# [Your assignment]
Could you copy the records below exactly, leaving out any pictures they include?

# [Data section]
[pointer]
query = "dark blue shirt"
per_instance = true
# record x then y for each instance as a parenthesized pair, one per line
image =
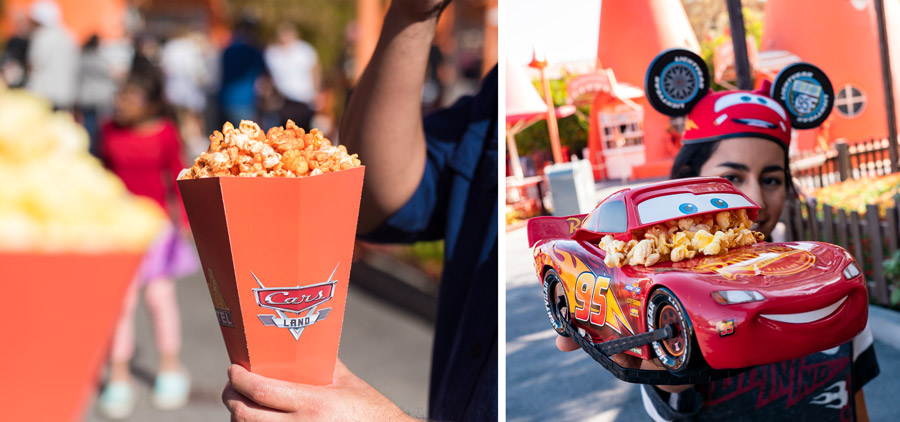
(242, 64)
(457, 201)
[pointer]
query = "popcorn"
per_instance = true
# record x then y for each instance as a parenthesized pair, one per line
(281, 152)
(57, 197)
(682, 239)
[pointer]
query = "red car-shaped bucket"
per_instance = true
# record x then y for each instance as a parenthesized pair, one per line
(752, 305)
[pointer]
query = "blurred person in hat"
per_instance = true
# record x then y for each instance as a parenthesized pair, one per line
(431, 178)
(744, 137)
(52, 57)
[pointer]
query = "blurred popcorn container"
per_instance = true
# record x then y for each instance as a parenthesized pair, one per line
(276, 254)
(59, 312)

# [Answer for this exercise]
[pointer]
query = "dark blue shirt"
per_instance = true
# record x then y for each instance as a parenthesized pair, one per line
image =
(242, 64)
(457, 201)
[pointer]
query = "popcorn"
per_instance = true
# record x then y for each instance as a parenthesized pair, one per line
(281, 152)
(57, 197)
(682, 239)
[pointer]
query = "red car-shaped bucket"
per_instance = true
# record x then y for each instance as a parenthesized pair, one per line
(752, 305)
[pointer]
query = "blurred person in hat"
per_instance = true
# record x then y for each instance as a parenthesized pair, one per line
(431, 178)
(744, 137)
(52, 57)
[pointer]
query = "blurred popcorn container"
per_instance = true
# record x then y for each instance as a parenthesized pair, one per line
(276, 254)
(59, 312)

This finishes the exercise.